** GIVEN DATA follows **
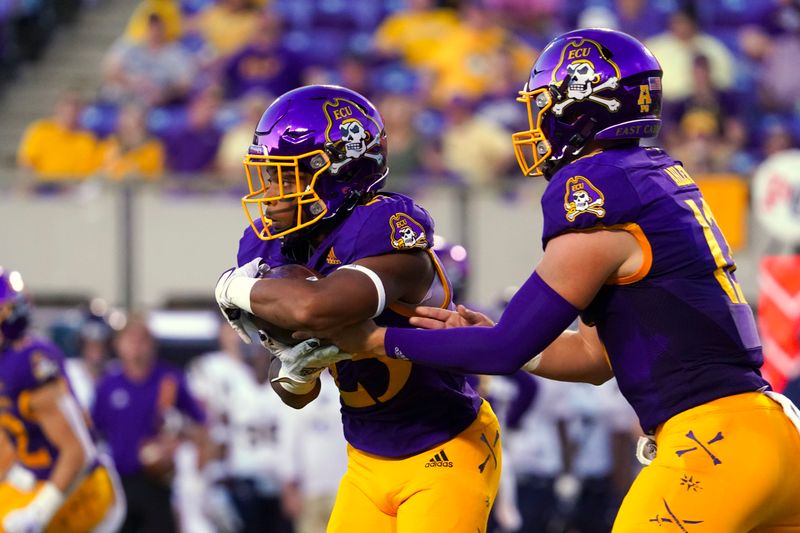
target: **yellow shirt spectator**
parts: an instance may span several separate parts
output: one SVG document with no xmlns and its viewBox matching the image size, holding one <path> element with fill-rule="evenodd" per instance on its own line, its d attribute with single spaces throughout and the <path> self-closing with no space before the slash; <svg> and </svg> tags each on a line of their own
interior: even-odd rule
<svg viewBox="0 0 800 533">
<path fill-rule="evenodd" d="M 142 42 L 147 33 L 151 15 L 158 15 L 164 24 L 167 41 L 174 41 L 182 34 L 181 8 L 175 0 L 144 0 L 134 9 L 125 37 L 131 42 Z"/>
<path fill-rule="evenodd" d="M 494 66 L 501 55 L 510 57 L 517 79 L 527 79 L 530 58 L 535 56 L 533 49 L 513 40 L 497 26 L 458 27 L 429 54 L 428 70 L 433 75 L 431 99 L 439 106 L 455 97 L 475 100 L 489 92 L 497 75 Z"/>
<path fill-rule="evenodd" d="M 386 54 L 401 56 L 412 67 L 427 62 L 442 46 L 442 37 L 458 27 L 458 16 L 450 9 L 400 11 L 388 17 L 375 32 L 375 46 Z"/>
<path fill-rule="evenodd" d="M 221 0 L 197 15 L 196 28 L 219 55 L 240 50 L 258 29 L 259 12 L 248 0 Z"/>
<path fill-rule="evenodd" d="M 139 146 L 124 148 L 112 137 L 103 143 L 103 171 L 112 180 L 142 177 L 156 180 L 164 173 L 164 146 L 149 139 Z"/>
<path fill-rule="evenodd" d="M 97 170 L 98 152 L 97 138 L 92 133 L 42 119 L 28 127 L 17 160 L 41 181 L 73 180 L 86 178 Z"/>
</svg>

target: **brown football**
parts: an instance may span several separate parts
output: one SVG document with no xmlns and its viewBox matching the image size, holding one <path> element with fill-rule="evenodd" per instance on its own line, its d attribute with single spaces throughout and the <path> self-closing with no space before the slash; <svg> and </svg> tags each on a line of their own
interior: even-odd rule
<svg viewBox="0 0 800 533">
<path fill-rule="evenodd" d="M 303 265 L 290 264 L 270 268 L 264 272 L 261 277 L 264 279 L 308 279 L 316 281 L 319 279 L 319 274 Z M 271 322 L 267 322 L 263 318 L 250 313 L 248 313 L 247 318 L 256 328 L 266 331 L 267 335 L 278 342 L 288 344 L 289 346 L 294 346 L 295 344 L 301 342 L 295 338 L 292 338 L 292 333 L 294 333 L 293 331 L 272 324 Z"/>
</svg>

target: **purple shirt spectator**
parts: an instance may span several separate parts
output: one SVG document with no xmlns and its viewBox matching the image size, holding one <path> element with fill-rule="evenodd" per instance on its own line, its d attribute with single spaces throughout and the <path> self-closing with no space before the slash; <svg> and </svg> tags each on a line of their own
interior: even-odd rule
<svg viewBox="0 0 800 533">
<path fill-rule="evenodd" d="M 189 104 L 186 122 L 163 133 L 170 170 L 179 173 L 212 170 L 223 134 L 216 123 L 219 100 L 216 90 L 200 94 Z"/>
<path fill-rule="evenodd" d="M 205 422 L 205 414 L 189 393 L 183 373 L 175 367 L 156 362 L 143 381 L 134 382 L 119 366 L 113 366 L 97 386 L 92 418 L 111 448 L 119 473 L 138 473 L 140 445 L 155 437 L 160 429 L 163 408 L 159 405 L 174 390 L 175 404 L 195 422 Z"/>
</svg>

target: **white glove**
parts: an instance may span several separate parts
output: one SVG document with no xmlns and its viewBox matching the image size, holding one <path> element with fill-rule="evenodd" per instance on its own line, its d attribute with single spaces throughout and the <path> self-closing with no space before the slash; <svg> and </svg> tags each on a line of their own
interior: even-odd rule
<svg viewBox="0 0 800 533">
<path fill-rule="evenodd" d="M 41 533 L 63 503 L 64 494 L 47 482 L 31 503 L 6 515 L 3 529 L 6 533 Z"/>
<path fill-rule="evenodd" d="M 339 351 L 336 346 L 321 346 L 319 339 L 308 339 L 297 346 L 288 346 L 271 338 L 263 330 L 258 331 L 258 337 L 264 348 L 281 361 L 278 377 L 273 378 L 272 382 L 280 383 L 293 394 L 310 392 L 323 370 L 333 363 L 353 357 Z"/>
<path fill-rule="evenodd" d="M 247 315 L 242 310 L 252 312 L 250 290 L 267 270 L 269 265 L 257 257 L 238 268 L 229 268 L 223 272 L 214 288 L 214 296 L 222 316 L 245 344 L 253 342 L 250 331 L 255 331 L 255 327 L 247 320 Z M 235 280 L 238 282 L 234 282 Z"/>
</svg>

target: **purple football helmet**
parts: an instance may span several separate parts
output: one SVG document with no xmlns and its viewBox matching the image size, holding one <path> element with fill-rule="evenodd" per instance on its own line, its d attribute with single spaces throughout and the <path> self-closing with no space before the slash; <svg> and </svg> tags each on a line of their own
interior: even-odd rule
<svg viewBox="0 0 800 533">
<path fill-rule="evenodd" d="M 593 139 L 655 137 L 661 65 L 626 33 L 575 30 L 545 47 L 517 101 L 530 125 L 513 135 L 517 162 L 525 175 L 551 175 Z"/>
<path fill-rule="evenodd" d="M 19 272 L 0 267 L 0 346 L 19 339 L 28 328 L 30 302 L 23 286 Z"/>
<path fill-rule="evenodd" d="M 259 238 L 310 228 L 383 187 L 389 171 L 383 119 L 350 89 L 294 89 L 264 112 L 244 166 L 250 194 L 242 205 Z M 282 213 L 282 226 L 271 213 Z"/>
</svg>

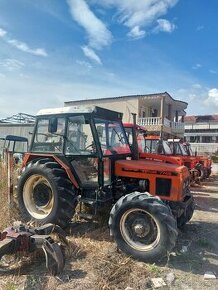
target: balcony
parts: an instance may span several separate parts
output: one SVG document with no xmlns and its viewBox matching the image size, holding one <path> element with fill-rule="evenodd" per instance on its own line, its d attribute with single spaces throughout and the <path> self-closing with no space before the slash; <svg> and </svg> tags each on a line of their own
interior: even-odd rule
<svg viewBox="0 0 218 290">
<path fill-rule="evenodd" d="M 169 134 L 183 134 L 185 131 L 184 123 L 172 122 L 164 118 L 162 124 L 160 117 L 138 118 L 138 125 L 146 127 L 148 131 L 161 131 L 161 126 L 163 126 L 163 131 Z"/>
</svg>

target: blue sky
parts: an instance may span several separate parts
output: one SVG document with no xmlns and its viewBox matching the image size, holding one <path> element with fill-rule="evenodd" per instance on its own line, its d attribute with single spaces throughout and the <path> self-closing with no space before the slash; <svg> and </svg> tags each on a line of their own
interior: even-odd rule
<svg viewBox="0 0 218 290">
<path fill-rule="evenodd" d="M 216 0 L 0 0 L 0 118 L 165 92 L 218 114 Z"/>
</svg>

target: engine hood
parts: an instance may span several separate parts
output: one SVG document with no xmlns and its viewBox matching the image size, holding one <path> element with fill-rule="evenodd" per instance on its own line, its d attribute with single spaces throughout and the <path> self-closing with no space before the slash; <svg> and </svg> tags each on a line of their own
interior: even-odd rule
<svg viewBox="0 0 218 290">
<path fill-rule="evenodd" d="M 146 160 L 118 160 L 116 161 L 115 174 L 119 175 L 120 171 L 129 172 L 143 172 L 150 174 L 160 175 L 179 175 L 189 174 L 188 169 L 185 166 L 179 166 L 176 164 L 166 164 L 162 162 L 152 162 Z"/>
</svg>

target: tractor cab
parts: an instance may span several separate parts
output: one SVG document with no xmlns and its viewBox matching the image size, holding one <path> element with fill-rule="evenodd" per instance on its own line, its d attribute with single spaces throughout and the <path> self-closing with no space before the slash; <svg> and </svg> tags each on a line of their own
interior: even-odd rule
** End of GIVEN DATA **
- [WHAT THE TASK ASKS] Go through the records above. Copy each line in which the string "shirt" appears.

- [SOLUTION FOR THIS TASK]
target: **yellow shirt spectator**
target: **purple shirt spectator**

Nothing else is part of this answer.